▸ Instructions to follow
Turn the lines of the records below into a JSON list of strings, one string per line. Start at the beginning of the records, continue through the line that contains "44), (103, 51)]", skip blank lines, and leave out the pictures.

▸ Data provided
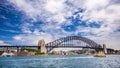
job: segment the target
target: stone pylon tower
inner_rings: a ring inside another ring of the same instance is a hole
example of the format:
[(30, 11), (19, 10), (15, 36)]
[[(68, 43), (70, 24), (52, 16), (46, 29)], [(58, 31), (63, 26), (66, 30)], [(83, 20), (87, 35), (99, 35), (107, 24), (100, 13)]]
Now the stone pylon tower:
[(104, 51), (105, 54), (107, 54), (107, 48), (106, 48), (105, 44), (103, 44), (103, 51)]
[(47, 53), (47, 50), (46, 50), (46, 47), (45, 47), (45, 41), (42, 39), (42, 40), (39, 40), (38, 41), (38, 48), (40, 47), (40, 52), (41, 53)]

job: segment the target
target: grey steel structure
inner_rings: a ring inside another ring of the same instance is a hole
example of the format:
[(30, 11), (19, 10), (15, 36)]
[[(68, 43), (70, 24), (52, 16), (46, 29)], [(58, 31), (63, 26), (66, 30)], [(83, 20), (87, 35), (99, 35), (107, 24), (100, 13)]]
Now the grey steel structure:
[[(73, 42), (71, 40), (78, 40), (80, 42), (84, 42), (85, 44), (83, 46), (81, 45), (74, 45)], [(66, 42), (66, 43), (65, 43)], [(96, 42), (85, 38), (85, 37), (81, 37), (81, 36), (67, 36), (67, 37), (63, 37), (60, 39), (57, 39), (55, 41), (49, 42), (45, 44), (46, 50), (47, 52), (50, 52), (52, 49), (54, 48), (59, 48), (59, 47), (64, 47), (64, 48), (91, 48), (91, 49), (95, 49), (96, 51), (100, 51), (100, 50), (104, 50), (104, 48), (102, 48), (101, 45), (97, 44)], [(1, 48), (6, 48), (6, 49), (10, 49), (10, 48), (16, 48), (17, 51), (20, 51), (20, 48), (38, 48), (38, 50), (41, 49), (41, 46), (39, 45), (10, 45), (10, 46), (6, 46), (6, 45), (0, 45), (0, 49)], [(113, 51), (113, 49), (111, 48), (106, 48), (107, 51)]]
[[(79, 40), (82, 41), (84, 43), (87, 43), (84, 46), (74, 46), (72, 44), (72, 42), (69, 42), (71, 40)], [(67, 42), (66, 44), (63, 44), (64, 42)], [(53, 42), (47, 43), (46, 46), (50, 46), (49, 48), (47, 48), (47, 52), (51, 51), (54, 48), (58, 48), (58, 47), (71, 47), (71, 48), (93, 48), (93, 49), (99, 49), (102, 48), (99, 44), (97, 44), (96, 42), (85, 38), (85, 37), (81, 37), (81, 36), (67, 36), (67, 37), (63, 37), (60, 39), (57, 39)]]

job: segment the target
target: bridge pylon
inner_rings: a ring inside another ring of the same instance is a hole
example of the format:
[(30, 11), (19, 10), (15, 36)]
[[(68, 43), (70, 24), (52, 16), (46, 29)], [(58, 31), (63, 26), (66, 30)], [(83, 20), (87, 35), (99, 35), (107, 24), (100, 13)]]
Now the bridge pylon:
[(41, 53), (44, 53), (44, 54), (47, 53), (45, 41), (43, 39), (38, 41), (38, 50), (40, 50)]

▸ Correct output
[
  "job: segment the target",
  "target: stone pylon tower",
  "inner_rings: a ring inside another ring of the same instance is a hole",
  "example of the format:",
  "[(30, 11), (19, 10), (15, 36)]",
  "[[(68, 43), (70, 24), (52, 16), (46, 29)], [(58, 31), (63, 26), (66, 30)], [(83, 20), (87, 35), (99, 35), (107, 24), (100, 13)]]",
  "Now the stone pylon tower:",
  "[(104, 51), (105, 54), (107, 54), (107, 48), (106, 48), (105, 44), (103, 44), (103, 51)]"
]